Consigne a:
D'après le document, combien de saisons la société rurale du Haut Moyen Âge distinguait-elle, et lesquelles ?

Document:

+--

Les Quat’ Saisons c’est cette musique que l’on entend des fois au téléphone en attente de la communication, un des tubes les plus populaires de la musique dite « classique ». Ce concerto d’Antonio Vivaldi est un exemple parmi beaucoup d’autres de l’importance que la culture occidentale attribue au phénomène provoqué par une Terre qui tourne, inclinée sur son axe, autour du Soleil. Distinguer les saisons semble donc naturel. Pourtant cette distinction est de nature culturelle. L’historien Jacques Le Goff a remarqué que la société rurale du Haut Moyen Âge ne connaissait que deux saisons, l’été et l’hiver, et l’été commençait en mai. Le mot printemps est apparu dans la poésie savante latine. Mais même celle des clercs itinérants, les goliards, considérait le printemps comme la saison qui précède l’hiver. Il s’agit donc bel et bien d’un fait culturel. C’est la modernité par contre qui a divisé l’année en quatre périodes et cela non pas basé sur un état affectif, mais sur des faits astronomiques: les solstices d’hiver et d’été (en décembre et en juin), et les équinoxes (en mars et en septembre). Ainsi les zones tempérées de notre planète connaissent de nos jours quatre saisons bien délimitées. Leur existence matérielle qui s’exprime par des températures plus ou moins constantes exerce une grande influence sur l’agriculture et sur le travail humain qui en découle, et de là, sur notre psychologie. Nos métaphores basées sur les saisons sont légions. Ainsi les étapes de vie humaine suivent les saisons : le printemps de la jeunesse, l’été de l’âge adulte ou de la raison, l’automne de la force de l’âge ou de la maturité, l’hiver de la vieillesse. L’automne a souvent la mélancolie comme connotation. Baudelaire nous en parle dans son Chant d’Automne: « Bientôt nous plongerons dans les froides ténèbres; / Adieu, vive clarté de nos étés trop courts ! / J’entends déjà tomber avec des chocs funèbres / Le bois retentissant sur le pavé des cours. (…) Il me semble, bercé par ce choc monotone, / Qu’on cloue en grande hâte un cercueil quelque part. / Pour qui ? – C’était hier l’été ; voici l’automne ! / Ce bruit mystérieux sonne comme un départ. » L’hiver, quant à lui, est un temps morbide, sauf pour les skieurs bien entendu. Le Voyage d’hiver, le cycle de Lieder de Franz Schubert, se termine avec le vieux et misérable joueur de vielle.

+--

Consigne b:
Dans les enregistrements, substituez « raindrop » à « water droplet » sur le passage qui va de la ligne contenant « Check that every instance of the water » jusqu'à celle contenant « 750], [796, 754]] », bornes comprises. Reproduisez uniquement ce passage, sans aucune autre modification.

Contenu des données:
+--

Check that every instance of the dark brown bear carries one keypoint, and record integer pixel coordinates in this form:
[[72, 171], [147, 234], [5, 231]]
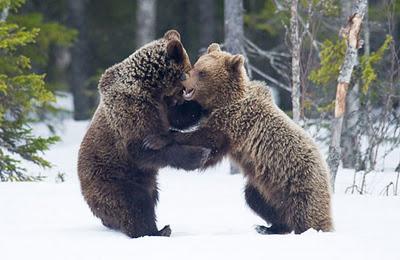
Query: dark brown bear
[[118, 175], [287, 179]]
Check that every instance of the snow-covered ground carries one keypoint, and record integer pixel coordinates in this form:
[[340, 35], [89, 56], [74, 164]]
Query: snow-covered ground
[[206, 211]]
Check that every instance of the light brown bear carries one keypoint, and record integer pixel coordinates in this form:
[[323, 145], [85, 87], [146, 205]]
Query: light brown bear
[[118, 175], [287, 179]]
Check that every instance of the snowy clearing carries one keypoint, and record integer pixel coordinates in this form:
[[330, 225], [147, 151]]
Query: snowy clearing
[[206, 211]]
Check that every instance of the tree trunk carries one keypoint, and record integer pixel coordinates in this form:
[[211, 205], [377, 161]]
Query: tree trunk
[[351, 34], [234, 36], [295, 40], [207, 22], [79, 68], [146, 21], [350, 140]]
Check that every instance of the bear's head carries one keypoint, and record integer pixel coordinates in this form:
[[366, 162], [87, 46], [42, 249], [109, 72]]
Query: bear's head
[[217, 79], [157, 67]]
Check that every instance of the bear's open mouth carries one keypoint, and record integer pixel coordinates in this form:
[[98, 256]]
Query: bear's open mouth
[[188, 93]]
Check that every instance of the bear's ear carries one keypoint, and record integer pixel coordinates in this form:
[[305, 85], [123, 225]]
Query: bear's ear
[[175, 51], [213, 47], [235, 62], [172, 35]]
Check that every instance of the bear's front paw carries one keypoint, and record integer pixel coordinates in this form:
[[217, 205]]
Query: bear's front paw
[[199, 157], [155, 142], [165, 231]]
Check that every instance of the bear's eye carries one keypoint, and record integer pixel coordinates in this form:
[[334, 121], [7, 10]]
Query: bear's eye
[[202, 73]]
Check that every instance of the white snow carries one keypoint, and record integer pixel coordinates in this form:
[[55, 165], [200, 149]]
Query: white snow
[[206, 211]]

+--

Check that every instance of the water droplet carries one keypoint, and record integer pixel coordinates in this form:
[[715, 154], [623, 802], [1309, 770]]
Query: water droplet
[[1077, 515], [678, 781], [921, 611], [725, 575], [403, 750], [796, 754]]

+--

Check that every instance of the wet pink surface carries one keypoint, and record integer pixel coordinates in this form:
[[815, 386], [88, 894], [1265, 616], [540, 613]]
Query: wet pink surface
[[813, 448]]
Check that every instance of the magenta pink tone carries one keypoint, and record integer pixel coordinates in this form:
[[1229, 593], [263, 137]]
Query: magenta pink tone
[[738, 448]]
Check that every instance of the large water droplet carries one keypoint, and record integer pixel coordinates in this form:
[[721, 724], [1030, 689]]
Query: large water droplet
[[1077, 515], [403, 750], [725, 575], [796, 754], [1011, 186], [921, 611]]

+--

Réponse rédigée a:
Elle ne distinguait que deux saisons, l'été et l'hiver.

Réponse rédigée b:
Check that every instance of the raindrop carries one keypoint, and record integer pixel coordinates in this form:
[[715, 154], [623, 802], [1309, 770]]
Query: raindrop
[[1077, 515], [678, 781], [921, 611], [725, 575], [403, 750], [796, 754]]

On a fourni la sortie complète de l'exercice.